# Task statement:
Write the entries below out again in full. Match every character.

------ Given data

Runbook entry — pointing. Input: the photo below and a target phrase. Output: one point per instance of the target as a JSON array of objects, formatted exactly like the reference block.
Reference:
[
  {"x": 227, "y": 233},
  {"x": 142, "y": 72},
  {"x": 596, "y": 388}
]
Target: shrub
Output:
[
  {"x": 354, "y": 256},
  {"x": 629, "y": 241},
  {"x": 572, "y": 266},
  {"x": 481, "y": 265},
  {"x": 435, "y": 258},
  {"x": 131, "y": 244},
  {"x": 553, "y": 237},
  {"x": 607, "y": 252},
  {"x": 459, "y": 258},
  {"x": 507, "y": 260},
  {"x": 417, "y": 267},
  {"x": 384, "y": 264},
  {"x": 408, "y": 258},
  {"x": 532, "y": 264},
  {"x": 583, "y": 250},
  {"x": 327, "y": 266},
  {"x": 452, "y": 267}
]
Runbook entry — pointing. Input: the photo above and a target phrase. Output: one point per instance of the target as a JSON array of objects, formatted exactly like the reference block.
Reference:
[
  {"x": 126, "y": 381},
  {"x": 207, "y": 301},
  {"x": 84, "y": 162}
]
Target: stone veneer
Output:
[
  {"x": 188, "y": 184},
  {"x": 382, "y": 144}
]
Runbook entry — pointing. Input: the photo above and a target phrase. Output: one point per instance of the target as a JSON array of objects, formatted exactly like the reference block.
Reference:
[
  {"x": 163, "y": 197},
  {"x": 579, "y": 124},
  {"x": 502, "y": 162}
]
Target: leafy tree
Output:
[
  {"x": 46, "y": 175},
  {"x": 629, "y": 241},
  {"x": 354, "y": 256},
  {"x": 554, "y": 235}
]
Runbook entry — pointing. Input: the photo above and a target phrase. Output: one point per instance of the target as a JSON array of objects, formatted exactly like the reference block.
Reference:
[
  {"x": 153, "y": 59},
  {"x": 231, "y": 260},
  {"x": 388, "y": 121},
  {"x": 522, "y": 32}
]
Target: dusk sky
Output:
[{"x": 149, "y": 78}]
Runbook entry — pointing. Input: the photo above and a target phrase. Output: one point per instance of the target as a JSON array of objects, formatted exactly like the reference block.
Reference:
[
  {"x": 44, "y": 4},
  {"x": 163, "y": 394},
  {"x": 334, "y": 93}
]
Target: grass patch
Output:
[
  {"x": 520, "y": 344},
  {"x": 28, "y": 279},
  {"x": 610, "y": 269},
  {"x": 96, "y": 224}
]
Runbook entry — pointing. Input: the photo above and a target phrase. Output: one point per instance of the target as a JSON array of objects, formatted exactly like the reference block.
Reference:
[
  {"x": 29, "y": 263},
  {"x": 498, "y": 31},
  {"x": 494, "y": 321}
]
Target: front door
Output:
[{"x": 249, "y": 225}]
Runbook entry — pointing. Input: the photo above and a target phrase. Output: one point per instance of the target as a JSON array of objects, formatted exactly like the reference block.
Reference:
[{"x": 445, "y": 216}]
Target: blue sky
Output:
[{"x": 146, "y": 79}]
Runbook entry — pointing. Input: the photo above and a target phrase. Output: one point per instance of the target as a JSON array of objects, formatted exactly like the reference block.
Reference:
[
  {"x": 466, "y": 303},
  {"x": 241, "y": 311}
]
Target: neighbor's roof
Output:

------------

# Written response:
Runbook entry — pointing. Input: the photo below and a target phrase. Output: one point per instance of the target as a JSON array of objects, formatted exactly like the reference block.
Reference:
[
  {"x": 227, "y": 233},
  {"x": 142, "y": 72},
  {"x": 596, "y": 388}
]
Target: shrub
Output:
[
  {"x": 354, "y": 256},
  {"x": 629, "y": 241},
  {"x": 572, "y": 266},
  {"x": 481, "y": 265},
  {"x": 435, "y": 258},
  {"x": 131, "y": 244},
  {"x": 553, "y": 237},
  {"x": 607, "y": 252},
  {"x": 459, "y": 258},
  {"x": 507, "y": 260},
  {"x": 417, "y": 267},
  {"x": 384, "y": 264},
  {"x": 408, "y": 258},
  {"x": 532, "y": 264},
  {"x": 583, "y": 250},
  {"x": 327, "y": 266},
  {"x": 452, "y": 267}
]
Runbook entry — pointing. Input: the photo above and a target phrase. Output: one point per instance of the target as a JSON array of objects, formatted exactly like the reference block.
Reference:
[
  {"x": 126, "y": 381},
  {"x": 207, "y": 301},
  {"x": 84, "y": 162}
]
Target: stone veneer
Output:
[
  {"x": 188, "y": 184},
  {"x": 382, "y": 144}
]
Runbook entry — pointing. Input: the photo above and a target phrase. Output: one point per instance of the target as a JSON array of objects, formatted exactly like the reference block.
Reference:
[
  {"x": 163, "y": 197},
  {"x": 579, "y": 124},
  {"x": 502, "y": 162}
]
Target: leafy tree
Output:
[
  {"x": 46, "y": 175},
  {"x": 629, "y": 241},
  {"x": 354, "y": 256},
  {"x": 554, "y": 235}
]
Runbook entry — pointing. Input: the photo above and a target phrase. Output: one point per instance of the target as a JSON array of objects, formatted exactly like the reference block.
Reference:
[
  {"x": 153, "y": 59},
  {"x": 231, "y": 260},
  {"x": 388, "y": 121},
  {"x": 522, "y": 32}
]
Target: dusk sky
Output:
[{"x": 149, "y": 78}]
Runbook entry — pointing. Input: the photo above and a target phrase. Output: one point per instance of the target as a JSON array of objects, formatted exactly like the reference block.
Reference:
[
  {"x": 44, "y": 4},
  {"x": 163, "y": 394},
  {"x": 334, "y": 93}
]
Target: grass patch
Output:
[
  {"x": 520, "y": 344},
  {"x": 28, "y": 279},
  {"x": 610, "y": 269},
  {"x": 96, "y": 224}
]
Runbook entry — pointing. Input: the photo above and a target phrase. Output: one point per instance of the target as a JSON array of objects, formatted exactly like the reference block.
Reference:
[
  {"x": 29, "y": 263},
  {"x": 498, "y": 31},
  {"x": 494, "y": 321}
]
Target: front door
Output:
[{"x": 249, "y": 225}]
Runbook entry — pointing. Input: the photo above and a target phrase. Output: one point per instance of the target as a JSON array of objects, formatted exactly like the reference block.
Reference:
[{"x": 445, "y": 216}]
Target: blue sky
Output:
[{"x": 146, "y": 79}]
Runbook entry — pointing. Input: the photo above and a target phrase. Output: one point per instance of the target as a JSON array of objects, formatted exactly like the reference block.
Reference:
[
  {"x": 466, "y": 303},
  {"x": 241, "y": 311}
]
Target: neighbor's roof
Output:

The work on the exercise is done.